- Material provided -
----------
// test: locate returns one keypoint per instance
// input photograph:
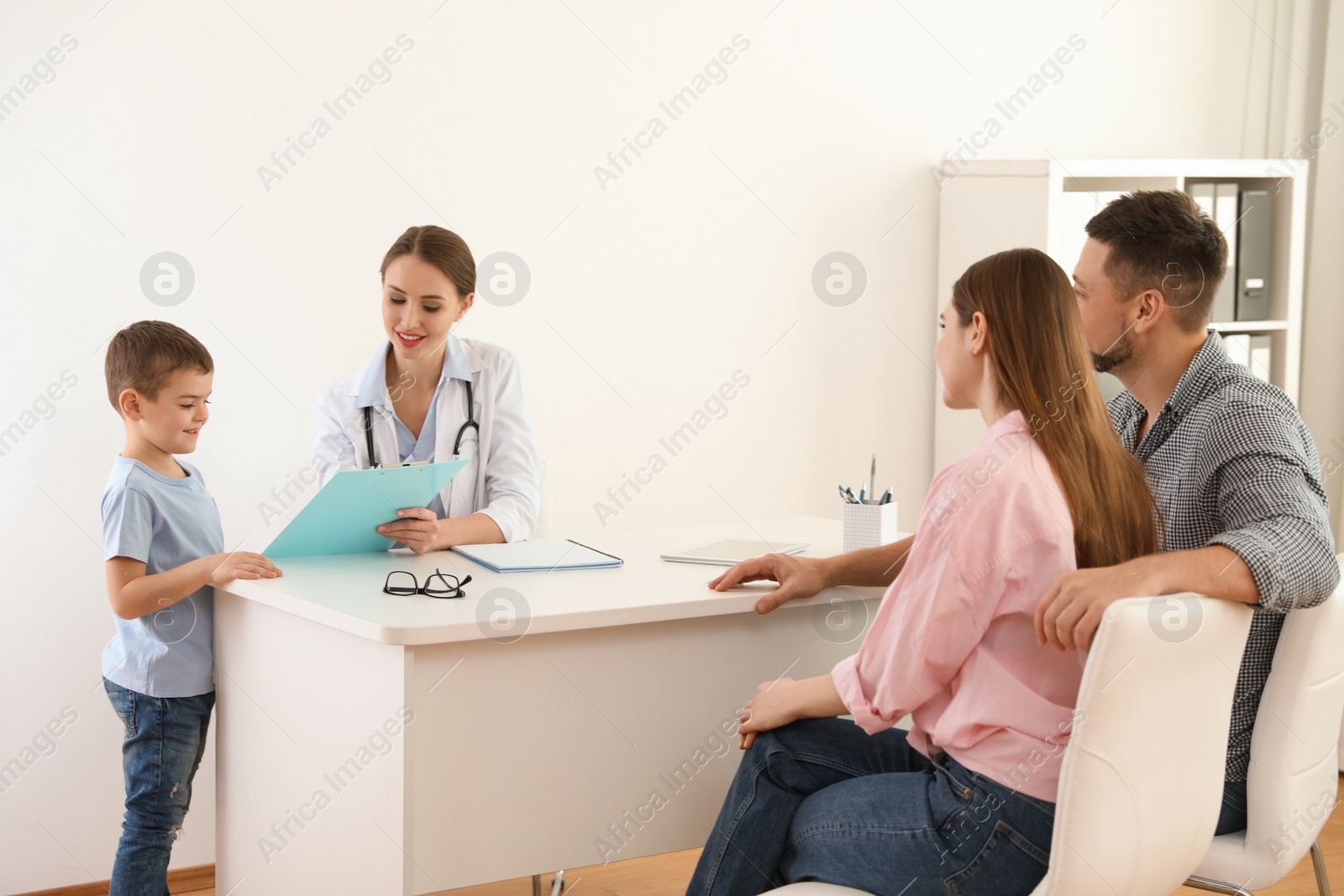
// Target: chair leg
----------
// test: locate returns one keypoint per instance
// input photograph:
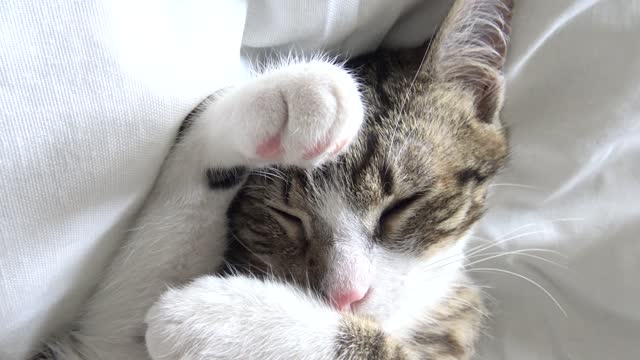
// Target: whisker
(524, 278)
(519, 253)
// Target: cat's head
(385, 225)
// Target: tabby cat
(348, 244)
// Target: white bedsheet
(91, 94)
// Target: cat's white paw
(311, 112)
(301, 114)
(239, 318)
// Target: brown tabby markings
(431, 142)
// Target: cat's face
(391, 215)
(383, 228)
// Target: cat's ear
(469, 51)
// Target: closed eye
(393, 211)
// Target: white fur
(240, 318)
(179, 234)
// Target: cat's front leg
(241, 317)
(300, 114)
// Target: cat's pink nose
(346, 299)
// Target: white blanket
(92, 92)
----------
Count the lines in the entries above that contain the word "tabby", and reply with only that number.

2